● **Task instructions**: Gather all lines in the entries below that include the word "white".

•••

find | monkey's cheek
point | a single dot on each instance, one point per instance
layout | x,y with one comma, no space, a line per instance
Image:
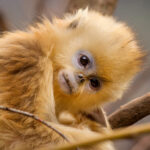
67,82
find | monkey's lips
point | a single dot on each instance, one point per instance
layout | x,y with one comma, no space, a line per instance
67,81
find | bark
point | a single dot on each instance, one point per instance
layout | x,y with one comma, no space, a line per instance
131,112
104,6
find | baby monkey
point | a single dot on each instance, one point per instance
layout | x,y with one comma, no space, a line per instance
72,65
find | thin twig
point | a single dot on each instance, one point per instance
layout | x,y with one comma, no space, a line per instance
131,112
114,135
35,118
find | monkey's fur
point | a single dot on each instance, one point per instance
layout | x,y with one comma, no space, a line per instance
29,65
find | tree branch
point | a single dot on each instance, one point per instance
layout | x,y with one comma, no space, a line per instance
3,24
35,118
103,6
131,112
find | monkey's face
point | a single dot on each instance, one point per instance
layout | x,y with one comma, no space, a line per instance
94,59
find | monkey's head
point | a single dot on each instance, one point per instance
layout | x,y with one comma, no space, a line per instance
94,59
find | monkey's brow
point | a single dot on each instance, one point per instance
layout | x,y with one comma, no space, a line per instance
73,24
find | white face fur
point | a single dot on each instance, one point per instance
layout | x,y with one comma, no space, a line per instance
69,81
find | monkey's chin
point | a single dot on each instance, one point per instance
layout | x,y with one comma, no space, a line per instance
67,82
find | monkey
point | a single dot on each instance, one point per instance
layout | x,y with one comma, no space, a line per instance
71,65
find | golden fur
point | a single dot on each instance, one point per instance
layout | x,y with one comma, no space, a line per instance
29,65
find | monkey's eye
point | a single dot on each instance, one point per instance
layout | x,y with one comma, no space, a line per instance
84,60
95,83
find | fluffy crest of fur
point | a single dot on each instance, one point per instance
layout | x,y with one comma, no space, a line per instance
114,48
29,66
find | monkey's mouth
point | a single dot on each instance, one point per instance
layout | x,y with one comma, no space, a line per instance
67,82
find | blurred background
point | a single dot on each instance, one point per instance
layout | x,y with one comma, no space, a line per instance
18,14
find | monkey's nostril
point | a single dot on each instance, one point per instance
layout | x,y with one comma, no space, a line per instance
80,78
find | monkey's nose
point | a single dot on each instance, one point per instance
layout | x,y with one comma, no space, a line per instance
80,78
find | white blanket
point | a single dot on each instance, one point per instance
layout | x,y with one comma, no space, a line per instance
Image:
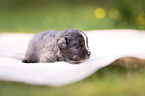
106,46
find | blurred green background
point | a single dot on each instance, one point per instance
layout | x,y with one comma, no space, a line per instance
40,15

•••

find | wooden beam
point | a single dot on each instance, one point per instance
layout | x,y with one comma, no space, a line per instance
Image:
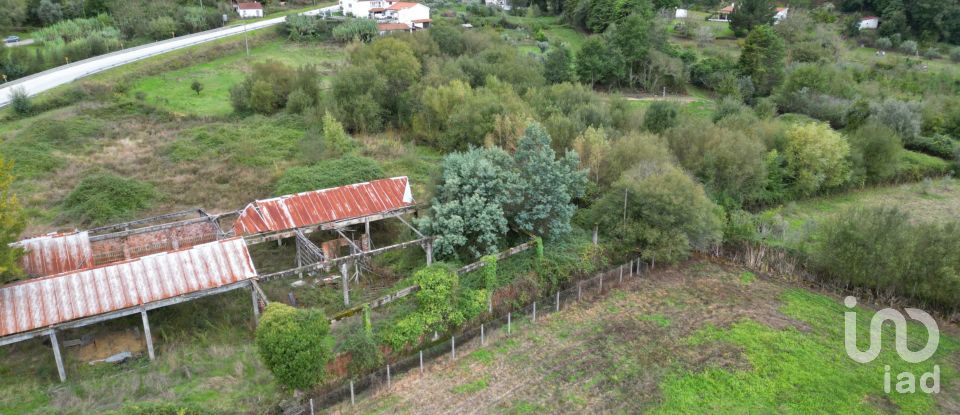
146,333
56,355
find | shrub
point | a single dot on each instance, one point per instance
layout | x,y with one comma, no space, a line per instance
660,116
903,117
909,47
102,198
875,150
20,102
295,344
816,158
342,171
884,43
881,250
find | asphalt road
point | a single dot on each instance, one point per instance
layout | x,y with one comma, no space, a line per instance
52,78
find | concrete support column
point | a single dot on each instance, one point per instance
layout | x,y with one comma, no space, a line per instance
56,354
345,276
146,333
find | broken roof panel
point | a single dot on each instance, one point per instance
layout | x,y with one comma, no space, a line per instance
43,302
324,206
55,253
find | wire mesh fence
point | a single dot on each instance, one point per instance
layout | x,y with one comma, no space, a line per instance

•••

● **Reply to the exercise**:
find | white face fur
find | white blanket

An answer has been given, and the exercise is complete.